(Source document):
*** Block opens ***
LONDON (Reuters) – Britain will respond appropriately if evidence shows Moscow was behind a nerve agent attack on a former Russian spy and his daughter in England, Prime Minister Theresa May said on Thursday.
Former double agent Sergei Skripal, 66, and his daughter Yulia, 33, have been in hospital since they were found unconscious on Sunday on a bench outside a shopping centre in the quiet cathedral city of Salisbury.
“We will do what is appropriate, we will do what is right, if it is proved to be the case that this is state-sponsored,” May told ITV News, when asked whether Britain could expel the Russian ambassador.
“But let’s give the police the time and space to actually conduct their investigation,” she added, in her first comments on the attack since police said on Wednesday a nerve agent was used.
Government experts have identified the substance, which will help identify the source, but have not made the information public.
“Of course, if action needs to be taken, then the government will do that. We’ll do that properly, at the right time, and on the basis of the best evidence,” May said.
Both victims remain unconscious, in a critical but stable condition, while police officer Detective Sergeant Nick Bailey, who was also harmed by the substance, remains in a serious condition.
“He’s well, he’s sat up. He’s not the Nick that I know but of course he’s receiving a high level of treatment,” said Kier Pritchard, head of Wiltshire Police, after visiting Bailey in a hospital intensive care unit.
“He’s very anxious, he’s very concerned. He did his very best on that night.”
A total of 21 people had been treated in hospital following the incident, Pritchard said.
“BRAZEN AND RECKLESS”
In parliament, several lawmakers defied interior minister Amber Rudd’s plea to avoid speculation about who was responsible for the “brazen and reckless act”. Some called for investigations to be re-opened into the deaths of Russian exiles in Britain in recent years.
Rudd urged people to keep a cool head and focus on the Salisbury incident.
“This was attempted murder in the most cruel and public way. We will respond in a robust and appropriate manner once we ascertain who was responsible,” Rudd said.
“We are committed to do all we can to bring the perpetrators to justice, whoever they are and wherever they may be.”
*** Block closes ***
(Extracted material):
*** Block opens ***
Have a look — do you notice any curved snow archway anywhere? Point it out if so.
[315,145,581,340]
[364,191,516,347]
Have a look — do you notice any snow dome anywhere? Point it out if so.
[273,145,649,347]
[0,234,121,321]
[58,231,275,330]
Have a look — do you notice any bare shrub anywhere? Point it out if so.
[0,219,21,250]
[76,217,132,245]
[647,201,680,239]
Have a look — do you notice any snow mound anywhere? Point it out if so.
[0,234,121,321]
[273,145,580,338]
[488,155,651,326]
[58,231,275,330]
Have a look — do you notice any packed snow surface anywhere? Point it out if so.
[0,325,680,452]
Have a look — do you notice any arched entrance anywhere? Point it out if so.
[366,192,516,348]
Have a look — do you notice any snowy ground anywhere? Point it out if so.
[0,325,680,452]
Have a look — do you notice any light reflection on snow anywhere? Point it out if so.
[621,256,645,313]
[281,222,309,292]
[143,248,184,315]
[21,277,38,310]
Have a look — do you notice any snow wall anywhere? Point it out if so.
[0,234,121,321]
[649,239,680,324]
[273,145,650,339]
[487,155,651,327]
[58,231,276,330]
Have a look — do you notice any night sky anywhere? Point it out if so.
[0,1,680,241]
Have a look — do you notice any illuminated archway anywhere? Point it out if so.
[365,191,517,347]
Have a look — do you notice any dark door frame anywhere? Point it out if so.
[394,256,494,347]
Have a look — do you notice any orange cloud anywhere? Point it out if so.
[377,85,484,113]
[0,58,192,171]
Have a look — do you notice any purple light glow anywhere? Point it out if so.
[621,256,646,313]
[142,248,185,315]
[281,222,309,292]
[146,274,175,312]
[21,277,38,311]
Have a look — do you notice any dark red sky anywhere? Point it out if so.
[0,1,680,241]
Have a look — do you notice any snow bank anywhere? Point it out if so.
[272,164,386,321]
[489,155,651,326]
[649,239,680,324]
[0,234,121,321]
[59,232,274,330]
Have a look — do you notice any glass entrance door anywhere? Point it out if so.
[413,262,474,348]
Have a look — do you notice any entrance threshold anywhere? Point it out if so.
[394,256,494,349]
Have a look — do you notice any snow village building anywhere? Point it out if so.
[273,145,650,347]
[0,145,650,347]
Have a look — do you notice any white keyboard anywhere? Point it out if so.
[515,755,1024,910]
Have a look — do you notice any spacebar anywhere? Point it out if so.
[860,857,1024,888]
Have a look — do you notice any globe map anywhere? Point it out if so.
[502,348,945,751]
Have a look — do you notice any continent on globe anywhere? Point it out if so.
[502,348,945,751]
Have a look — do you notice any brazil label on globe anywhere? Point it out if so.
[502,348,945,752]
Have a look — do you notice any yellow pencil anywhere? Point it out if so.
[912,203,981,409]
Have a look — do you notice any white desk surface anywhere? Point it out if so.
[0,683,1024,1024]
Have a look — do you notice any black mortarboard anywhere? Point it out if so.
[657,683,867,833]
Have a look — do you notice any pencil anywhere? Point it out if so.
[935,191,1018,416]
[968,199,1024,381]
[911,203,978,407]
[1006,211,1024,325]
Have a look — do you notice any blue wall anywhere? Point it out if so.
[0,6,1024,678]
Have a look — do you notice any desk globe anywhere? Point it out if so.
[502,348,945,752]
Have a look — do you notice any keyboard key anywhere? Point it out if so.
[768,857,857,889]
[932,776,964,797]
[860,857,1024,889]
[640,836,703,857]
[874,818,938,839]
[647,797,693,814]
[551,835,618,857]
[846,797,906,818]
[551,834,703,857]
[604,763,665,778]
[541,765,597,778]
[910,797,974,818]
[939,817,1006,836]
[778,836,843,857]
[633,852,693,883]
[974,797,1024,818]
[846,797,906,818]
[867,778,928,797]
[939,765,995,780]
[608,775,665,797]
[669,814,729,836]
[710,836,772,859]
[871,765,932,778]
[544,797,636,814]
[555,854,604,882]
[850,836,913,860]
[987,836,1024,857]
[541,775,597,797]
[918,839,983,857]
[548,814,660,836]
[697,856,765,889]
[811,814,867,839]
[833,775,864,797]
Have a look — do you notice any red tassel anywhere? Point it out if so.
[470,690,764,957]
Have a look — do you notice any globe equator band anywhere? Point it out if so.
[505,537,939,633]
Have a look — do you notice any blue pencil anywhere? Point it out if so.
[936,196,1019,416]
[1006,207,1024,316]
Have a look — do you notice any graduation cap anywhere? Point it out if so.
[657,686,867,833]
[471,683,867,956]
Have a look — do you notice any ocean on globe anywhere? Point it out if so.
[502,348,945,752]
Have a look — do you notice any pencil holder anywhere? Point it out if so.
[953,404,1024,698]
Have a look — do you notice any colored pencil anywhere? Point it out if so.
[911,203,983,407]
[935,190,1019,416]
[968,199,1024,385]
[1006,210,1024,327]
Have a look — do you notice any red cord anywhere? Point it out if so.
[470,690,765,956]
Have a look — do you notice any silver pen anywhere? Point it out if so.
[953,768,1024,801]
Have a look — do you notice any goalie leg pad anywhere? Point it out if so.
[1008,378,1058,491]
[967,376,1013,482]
*** Block closes ***
*** Block opens ***
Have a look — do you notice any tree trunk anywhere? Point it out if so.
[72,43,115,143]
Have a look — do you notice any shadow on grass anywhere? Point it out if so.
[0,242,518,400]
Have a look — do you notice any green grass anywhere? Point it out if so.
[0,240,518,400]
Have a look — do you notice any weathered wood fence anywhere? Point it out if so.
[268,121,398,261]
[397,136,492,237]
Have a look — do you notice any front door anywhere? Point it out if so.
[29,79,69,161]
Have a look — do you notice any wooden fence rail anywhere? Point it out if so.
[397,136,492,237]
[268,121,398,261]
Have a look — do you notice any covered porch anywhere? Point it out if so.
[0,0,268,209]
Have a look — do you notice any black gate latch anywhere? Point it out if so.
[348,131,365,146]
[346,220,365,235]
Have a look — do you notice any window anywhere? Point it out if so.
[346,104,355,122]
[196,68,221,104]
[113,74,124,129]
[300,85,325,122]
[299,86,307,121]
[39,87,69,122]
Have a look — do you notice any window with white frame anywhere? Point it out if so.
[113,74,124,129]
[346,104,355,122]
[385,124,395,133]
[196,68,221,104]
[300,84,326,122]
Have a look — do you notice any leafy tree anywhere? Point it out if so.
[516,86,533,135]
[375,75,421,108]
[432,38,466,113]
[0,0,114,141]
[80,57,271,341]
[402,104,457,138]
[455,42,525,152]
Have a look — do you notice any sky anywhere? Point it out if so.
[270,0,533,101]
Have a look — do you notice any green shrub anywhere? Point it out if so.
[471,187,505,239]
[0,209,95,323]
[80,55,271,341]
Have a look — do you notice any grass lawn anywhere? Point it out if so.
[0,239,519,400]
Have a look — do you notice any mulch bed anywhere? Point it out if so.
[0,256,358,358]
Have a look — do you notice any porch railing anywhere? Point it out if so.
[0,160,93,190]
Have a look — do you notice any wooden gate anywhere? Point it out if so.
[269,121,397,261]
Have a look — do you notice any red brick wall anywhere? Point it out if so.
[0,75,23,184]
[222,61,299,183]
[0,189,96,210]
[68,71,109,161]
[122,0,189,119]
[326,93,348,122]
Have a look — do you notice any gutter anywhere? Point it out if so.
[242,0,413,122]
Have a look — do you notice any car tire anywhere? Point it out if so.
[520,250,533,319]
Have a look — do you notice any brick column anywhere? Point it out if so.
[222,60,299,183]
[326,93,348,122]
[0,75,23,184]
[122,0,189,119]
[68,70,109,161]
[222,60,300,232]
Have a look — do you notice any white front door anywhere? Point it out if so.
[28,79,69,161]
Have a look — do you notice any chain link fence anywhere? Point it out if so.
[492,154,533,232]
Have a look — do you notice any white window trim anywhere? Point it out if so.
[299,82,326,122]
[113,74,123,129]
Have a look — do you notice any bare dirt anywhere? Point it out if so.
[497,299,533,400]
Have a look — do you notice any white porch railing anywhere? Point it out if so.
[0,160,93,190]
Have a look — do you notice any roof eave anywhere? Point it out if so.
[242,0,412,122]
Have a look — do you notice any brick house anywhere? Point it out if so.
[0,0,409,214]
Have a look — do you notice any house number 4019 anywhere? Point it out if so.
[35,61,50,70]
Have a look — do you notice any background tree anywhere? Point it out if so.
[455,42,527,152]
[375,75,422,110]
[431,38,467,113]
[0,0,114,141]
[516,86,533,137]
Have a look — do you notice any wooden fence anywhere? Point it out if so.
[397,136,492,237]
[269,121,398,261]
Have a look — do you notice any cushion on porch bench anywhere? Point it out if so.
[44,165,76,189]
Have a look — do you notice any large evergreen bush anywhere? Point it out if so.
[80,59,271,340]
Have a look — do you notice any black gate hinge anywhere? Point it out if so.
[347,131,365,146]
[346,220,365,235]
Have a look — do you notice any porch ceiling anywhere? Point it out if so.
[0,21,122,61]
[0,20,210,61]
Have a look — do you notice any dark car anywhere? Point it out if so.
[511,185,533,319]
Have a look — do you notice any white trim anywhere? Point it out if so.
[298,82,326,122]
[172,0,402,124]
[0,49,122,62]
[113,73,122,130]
*** Block closes ***
(Activity list):
a) Answer these questions from the report on the Salisbury nerve agent attack:
(i) How old is Sergei Skripal?
(ii) How many people had been treated in hospital following the incident?
(iii) Who is head of Wiltshire Police?
b) Please carry on the report on the Salisbury nerve agent attack, picking up after its final sentence.
Leave the lines aside; they have nothing to do with this.

(Exercise answers):
a)
(i) 66
(ii) 21
(iii) Kier Pritchard

b)
Skripal betrayed dozens of Russian agents to British intelligence before his arrest in 2004. He was sentenced to 13 years in prison in 2006, and in 2010 was given refuge in Britain after being exchanged for Russian spies.
Slideshow (5 Images)
The attack has been likened in Britain to the assassination of ex-KGB agent Alexander Litvinenko, a critic of Russian President Vladimir Putin, who died in London in 2006 after drinking green tea laced with radioactive polonium-210.
A British public inquiry said Litvinenko’s murder had probably been approved by Putin and carried out by two Russians, Dmitry Kovtun and Andrei Lugovoy. Lugovoy is an ex-KGB bodyguard who later became a member of parliament.
Both denied responsibility and Russia has refused to extradite them.
Rudd denied that Britain’s response after Litvinenko’s murder had been too soft, effectively sending a message that such crimes could be carried out with impunity.
“We are absolutely robust about any crimes committed on these streets in the UK. There is nothing soft about the UK’s response to any sort of state activity in this country,” she told BBC radio.
In Russia, some media took an almost jocular tone.
“Do not choose England as your next country of residence, whether you are a professional traitor to your homeland, or you just hate your country in your free time,” said Kirill Kleimenov, news anchor on Russia’s state-run Channel One, as he introduced an item about the story on the evening news bulletin.
“Something’s not right there, maybe it’s the climate, but in the past few years there have been a lot of strange occurrences there with a terrible outcome. People hang themselves, fall out of windows, are poisoned, or crash in helicopters in simply industrial quantities.”